Copy each of the entries below character for character, keeping every line in its original order.

>> START

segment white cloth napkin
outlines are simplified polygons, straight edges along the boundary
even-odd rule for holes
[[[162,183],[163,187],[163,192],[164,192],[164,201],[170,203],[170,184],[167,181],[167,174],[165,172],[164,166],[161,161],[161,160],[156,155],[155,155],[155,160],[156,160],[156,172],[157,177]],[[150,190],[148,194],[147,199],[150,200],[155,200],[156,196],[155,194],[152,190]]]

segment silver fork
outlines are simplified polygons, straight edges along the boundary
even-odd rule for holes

>> END

*Solution*.
segment white cloth napkin
outlines are simplified polygons, straight edges along the boundary
even-odd rule for holes
[[[162,183],[163,187],[163,192],[164,192],[164,201],[170,203],[170,184],[167,181],[167,174],[165,172],[164,166],[161,161],[161,160],[156,155],[155,155],[155,160],[156,160],[156,172],[157,177]],[[150,190],[148,194],[147,199],[150,200],[155,200],[156,196],[155,194],[152,190]]]

segment silver fork
outlines are simplified polygons, straight edges along the boundary
even-odd rule for holes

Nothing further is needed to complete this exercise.